→ ФРАГМЕНТ ДОКУМЕНТА
——————————

Это — музыка для толстых. Под ее ритм во всех великолепных кабаках «культурных» стран толстые люди, цинически двигая бедрами, грязнят, симулируют акт оплодотворения мужчиной женщины. Это — эволюция от красоты менуэта и живой страстности вальса к цинизму фокстрота с судорогами чарльстона, от Моцарта и Бетховена к джаз-банду негров, которые, наверное, тайно смеются, видя, как белые их владыки эволюционируют к дикарям, от которых негры Америки ушли и уходят все дальше.
Нечеловеческий бас ревет английские слова, оглушает какая-то дикая труба, напоминая крики обозленного верблюда, грохочет барабан, верещит скверненькая дудочка, раздирая уши, крякает и гнусаво гудит саксофон. Раскачивая жирные бедра, шаркают и топают тысячи, десятки тысяч жирных ног. Наконец музыка для толстых разрешается оглушительным грохотом, как будто с небес на землю бросили ящик посуды.
Из Италии Горький возвратился в СССР в 1932 году, с его возвращением связано у нас семейное предание. Мой отец плавал тогда старшим помощником на пароходе «Жан Жорес», осенью того года судно оказалось в одном из итальянских портов. Срочной телеграммой капитана и его вызвали в советское посольство.

——————————

→ ДАННЫЕ ДЛЯ АНАЛИЗА
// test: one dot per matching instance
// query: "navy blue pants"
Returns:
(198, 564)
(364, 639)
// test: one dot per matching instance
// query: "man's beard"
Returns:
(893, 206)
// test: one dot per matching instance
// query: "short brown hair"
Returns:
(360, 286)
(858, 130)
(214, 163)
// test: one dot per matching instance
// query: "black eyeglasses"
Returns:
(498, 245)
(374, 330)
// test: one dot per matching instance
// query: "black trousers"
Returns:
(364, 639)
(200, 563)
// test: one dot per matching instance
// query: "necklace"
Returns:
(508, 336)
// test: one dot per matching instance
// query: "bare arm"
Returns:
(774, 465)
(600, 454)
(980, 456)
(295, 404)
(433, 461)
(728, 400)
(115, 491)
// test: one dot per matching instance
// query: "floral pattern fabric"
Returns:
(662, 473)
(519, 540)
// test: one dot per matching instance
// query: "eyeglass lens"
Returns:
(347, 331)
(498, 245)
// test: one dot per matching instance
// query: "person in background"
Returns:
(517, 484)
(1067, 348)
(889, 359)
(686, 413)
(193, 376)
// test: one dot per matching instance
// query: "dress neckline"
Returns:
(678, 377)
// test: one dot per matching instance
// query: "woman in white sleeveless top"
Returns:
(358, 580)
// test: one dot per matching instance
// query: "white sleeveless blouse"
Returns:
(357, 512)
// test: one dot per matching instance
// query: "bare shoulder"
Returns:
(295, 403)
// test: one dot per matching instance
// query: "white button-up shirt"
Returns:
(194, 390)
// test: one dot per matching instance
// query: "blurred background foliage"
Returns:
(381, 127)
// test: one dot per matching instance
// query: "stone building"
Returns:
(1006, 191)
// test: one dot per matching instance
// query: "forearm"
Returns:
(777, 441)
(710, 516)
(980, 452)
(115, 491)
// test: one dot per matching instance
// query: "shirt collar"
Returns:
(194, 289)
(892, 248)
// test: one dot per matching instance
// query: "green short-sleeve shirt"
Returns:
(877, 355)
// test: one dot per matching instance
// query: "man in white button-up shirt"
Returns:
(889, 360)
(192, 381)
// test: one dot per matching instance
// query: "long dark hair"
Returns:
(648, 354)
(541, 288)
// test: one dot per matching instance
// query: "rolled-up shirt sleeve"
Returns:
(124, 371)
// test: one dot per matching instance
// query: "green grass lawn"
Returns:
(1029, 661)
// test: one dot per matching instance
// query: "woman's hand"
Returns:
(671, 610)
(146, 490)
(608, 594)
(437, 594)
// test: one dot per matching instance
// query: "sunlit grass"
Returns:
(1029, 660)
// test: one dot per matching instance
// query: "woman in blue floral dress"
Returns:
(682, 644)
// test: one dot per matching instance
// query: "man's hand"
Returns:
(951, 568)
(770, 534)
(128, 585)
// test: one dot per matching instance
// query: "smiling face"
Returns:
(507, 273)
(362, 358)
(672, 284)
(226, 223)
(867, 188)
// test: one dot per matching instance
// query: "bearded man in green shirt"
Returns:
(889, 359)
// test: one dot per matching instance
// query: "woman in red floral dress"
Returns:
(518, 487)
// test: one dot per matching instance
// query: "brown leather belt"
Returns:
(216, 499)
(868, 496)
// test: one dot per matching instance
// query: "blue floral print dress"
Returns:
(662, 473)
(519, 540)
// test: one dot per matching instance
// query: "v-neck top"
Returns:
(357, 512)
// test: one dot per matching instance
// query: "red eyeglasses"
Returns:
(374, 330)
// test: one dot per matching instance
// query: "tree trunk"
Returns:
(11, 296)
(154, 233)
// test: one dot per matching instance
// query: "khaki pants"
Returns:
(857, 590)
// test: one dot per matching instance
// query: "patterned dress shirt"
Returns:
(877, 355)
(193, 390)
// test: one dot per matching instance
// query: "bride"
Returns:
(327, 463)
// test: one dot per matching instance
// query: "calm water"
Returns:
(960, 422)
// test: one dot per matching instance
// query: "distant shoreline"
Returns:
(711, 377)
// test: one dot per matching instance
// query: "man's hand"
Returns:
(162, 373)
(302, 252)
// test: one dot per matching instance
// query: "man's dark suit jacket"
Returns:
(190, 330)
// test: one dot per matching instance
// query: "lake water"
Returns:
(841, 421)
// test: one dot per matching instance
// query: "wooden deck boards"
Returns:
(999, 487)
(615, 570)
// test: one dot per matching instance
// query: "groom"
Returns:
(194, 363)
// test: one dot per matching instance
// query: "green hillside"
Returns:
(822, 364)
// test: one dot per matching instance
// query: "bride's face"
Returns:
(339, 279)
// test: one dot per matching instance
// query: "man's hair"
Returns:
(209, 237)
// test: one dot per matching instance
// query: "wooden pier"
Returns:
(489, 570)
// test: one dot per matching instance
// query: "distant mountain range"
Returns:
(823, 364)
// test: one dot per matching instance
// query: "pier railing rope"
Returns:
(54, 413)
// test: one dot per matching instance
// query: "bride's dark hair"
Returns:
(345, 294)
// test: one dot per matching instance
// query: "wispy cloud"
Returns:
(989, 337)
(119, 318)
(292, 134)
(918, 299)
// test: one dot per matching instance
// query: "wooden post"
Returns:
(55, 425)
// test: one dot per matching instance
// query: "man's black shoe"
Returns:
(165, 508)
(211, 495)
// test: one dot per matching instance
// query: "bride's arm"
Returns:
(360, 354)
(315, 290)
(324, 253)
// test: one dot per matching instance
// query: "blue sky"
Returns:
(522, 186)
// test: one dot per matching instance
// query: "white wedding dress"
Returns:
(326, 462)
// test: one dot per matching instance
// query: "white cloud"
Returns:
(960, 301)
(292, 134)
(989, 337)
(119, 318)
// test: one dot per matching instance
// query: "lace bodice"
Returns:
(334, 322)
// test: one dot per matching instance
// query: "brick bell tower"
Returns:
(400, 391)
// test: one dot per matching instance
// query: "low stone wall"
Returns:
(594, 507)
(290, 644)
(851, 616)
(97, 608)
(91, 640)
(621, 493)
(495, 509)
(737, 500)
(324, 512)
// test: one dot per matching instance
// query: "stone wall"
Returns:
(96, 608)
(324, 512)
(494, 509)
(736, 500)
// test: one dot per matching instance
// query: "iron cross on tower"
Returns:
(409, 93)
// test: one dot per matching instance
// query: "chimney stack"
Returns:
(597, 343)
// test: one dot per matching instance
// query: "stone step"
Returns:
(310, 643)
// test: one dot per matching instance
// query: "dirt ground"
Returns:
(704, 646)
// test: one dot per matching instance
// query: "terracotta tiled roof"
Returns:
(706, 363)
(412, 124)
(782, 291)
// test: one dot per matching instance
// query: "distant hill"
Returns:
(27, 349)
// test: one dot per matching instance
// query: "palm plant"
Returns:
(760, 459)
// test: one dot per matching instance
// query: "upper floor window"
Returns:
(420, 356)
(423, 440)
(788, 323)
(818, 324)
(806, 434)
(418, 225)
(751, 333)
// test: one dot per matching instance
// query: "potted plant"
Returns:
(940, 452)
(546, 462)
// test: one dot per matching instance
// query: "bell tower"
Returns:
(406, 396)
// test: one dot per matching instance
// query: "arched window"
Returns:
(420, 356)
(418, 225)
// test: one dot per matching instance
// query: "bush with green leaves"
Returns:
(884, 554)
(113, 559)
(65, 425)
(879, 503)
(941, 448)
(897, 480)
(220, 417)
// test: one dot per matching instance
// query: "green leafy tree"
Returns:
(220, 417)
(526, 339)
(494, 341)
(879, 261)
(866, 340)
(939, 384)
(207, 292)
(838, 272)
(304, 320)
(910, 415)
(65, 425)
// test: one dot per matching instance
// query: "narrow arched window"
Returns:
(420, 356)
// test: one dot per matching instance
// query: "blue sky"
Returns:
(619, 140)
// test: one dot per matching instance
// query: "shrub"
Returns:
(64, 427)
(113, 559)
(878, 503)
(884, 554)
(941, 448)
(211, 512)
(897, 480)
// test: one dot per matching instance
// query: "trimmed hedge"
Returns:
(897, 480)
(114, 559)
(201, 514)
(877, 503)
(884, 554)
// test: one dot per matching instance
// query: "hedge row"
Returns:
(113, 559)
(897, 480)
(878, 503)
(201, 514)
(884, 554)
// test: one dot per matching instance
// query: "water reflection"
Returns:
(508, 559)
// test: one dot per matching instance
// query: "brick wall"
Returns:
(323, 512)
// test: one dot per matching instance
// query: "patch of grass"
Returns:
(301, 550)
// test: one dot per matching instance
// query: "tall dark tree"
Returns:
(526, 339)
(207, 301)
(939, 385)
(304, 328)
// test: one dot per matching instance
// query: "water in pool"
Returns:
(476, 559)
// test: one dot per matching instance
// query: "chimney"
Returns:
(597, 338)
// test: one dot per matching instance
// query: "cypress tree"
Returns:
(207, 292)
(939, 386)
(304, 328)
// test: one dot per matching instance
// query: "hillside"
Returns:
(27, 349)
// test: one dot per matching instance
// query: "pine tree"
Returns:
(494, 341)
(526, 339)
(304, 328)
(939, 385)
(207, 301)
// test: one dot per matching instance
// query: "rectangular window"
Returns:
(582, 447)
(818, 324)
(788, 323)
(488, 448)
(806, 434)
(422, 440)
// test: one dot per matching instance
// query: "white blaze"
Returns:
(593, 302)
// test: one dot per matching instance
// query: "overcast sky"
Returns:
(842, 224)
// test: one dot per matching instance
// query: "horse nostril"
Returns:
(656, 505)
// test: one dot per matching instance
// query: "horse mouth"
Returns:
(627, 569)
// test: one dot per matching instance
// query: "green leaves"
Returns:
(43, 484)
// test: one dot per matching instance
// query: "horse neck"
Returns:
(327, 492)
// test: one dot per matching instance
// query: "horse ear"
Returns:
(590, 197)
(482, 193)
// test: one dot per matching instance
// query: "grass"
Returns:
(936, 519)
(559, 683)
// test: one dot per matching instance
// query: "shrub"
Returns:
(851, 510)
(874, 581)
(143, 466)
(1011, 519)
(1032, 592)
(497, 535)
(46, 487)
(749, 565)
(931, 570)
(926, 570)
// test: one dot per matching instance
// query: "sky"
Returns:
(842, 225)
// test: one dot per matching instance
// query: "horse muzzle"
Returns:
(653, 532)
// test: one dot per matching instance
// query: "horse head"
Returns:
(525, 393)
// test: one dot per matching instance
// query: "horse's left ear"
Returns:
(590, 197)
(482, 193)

——————————

→ ЗАДАНИЯ
**A.** В каком году, согласно фрагменту, Горький возвратился из Италии в СССР?
**B.** Обновите часть фрагмента, начиная со слов «Нечеловеческий бас ревет» и вплоть до слов «в советское посольство.», заменив «саксофон» на «тромбон».
Записи не имеют отношения к содержанию фрагмента.

→ ОТВЕТЫ
**A.** В 1932 году.

**B.**
Нечеловеческий бас ревет английские слова, оглушает какая-то дикая труба, напоминая крики обозленного верблюда, грохочет барабан, верещит скверненькая дудочка, раздирая уши, крякает и гнусаво гудит тромбон. Раскачивая жирные бедра, шаркают и топают тысячи, десятки тысяч жирных ног. Наконец музыка для толстых разрешается оглушительным грохотом, как будто с небес на землю бросили ящик посуды.
Из Италии Горький возвратился в СССР в 1932 году, с его возвращением связано у нас семейное предание. Мой отец плавал тогда старшим помощником на пароходе «Жан Жорес», осенью того года судно оказалось в одном из итальянских портов. Срочной телеграммой капитана и его вызвали в советское посольство.